- [Work request]: All entries shown below should be duplicated character for character.

- [Provided data]:

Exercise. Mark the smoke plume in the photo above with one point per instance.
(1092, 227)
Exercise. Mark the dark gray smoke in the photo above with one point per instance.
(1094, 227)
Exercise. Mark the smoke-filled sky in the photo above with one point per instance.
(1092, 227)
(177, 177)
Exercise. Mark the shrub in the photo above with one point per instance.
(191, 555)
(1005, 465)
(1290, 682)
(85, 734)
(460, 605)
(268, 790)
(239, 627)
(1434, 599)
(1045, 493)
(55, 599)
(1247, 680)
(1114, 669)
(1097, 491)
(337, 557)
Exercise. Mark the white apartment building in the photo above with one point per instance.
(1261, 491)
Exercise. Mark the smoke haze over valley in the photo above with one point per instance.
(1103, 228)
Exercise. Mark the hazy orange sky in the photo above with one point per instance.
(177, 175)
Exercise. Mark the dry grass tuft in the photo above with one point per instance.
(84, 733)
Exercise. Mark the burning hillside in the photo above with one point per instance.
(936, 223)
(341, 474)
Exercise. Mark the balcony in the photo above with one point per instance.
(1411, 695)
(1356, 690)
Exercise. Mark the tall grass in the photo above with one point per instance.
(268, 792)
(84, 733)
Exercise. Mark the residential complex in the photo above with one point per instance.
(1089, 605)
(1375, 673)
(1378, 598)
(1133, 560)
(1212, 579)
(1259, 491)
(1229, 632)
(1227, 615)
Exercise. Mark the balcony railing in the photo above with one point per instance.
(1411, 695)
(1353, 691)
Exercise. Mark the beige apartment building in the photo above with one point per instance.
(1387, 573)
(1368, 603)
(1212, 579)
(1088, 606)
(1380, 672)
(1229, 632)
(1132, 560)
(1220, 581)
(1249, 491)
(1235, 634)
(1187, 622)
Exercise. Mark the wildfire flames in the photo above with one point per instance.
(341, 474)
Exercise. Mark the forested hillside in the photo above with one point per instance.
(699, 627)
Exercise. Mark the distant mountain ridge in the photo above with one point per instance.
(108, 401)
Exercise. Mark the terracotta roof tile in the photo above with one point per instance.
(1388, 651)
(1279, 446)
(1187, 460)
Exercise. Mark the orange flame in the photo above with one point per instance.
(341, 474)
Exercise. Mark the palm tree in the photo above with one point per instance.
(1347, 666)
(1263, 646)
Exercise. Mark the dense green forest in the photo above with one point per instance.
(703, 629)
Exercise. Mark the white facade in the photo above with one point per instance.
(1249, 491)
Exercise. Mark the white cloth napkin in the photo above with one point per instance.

- [Response]:
Exercise. Mark the smoke plume in the photo above with one point per instance.
(1092, 227)
Exercise. Mark the dark gray smoke in the photo above with one point per instance.
(1094, 227)
Exercise. Mark the smoke-filled sky in the photo above with one point per instance.
(1092, 227)
(177, 177)
Exercise. Mark the shrub in the photo above with one point per instance.
(191, 555)
(1005, 465)
(1290, 682)
(85, 734)
(460, 605)
(268, 790)
(239, 627)
(1434, 599)
(1045, 493)
(55, 599)
(1247, 680)
(1114, 669)
(1097, 491)
(337, 557)
Exercise. Mark the white apartment building in the photo above with one point per instance.
(1261, 491)
Exercise. Mark the smoke haze over valley in the photo above with one point per instance.
(1103, 228)
Exercise. Mark the hazy orange sky in the photo above with one point per instance.
(177, 175)
Exercise. Mark the dry grass tuft in the photo above with one point per instance.
(84, 733)
Exercise. Mark the burning hillside in the photo above with one point per instance.
(936, 223)
(341, 474)
Exercise. Mark the balcony in the photo above with one point per instance.
(1411, 695)
(1356, 690)
Exercise. Mark the tall grass in the photo above with one point per instance.
(268, 792)
(84, 733)
Exercise. Mark the residential complex in the photo above with one point per instance.
(1089, 605)
(1375, 673)
(1378, 598)
(1133, 560)
(1212, 579)
(1259, 491)
(1229, 632)
(1227, 615)
Exercise. Mark the balcony railing in the photo above with one point per instance.
(1411, 695)
(1353, 691)
Exercise. Mark the beige apartment building in the photo above with one point per instance.
(1387, 573)
(1368, 603)
(1212, 579)
(1088, 606)
(1380, 672)
(1229, 632)
(1132, 560)
(1220, 581)
(1249, 491)
(1235, 634)
(1187, 622)
Exercise. Mark the wildfire flames in the photo above with one point per instance.
(341, 474)
Exercise. Mark the forested hillside in the photo above with one point per instance.
(699, 627)
Exercise. Mark the distant mountain ridge in the photo above with one point per instance.
(108, 401)
Exercise. Mark the terracotta roof tile in the photo above with one point per instance.
(1388, 651)
(1279, 446)
(1187, 460)
Exercise. Mark the orange flame in the photo above with one point per instance.
(341, 474)
Exercise. Mark the palm tree in the photo above with one point per instance.
(1347, 666)
(1263, 646)
Exercise. Mark the dense green forest in the photo above with one point per instance.
(703, 629)
Exercise. Mark the white facade in the photo above with one point per instance.
(1249, 491)
Exercise. Mark the white cloth napkin in the photo above with one point per instance.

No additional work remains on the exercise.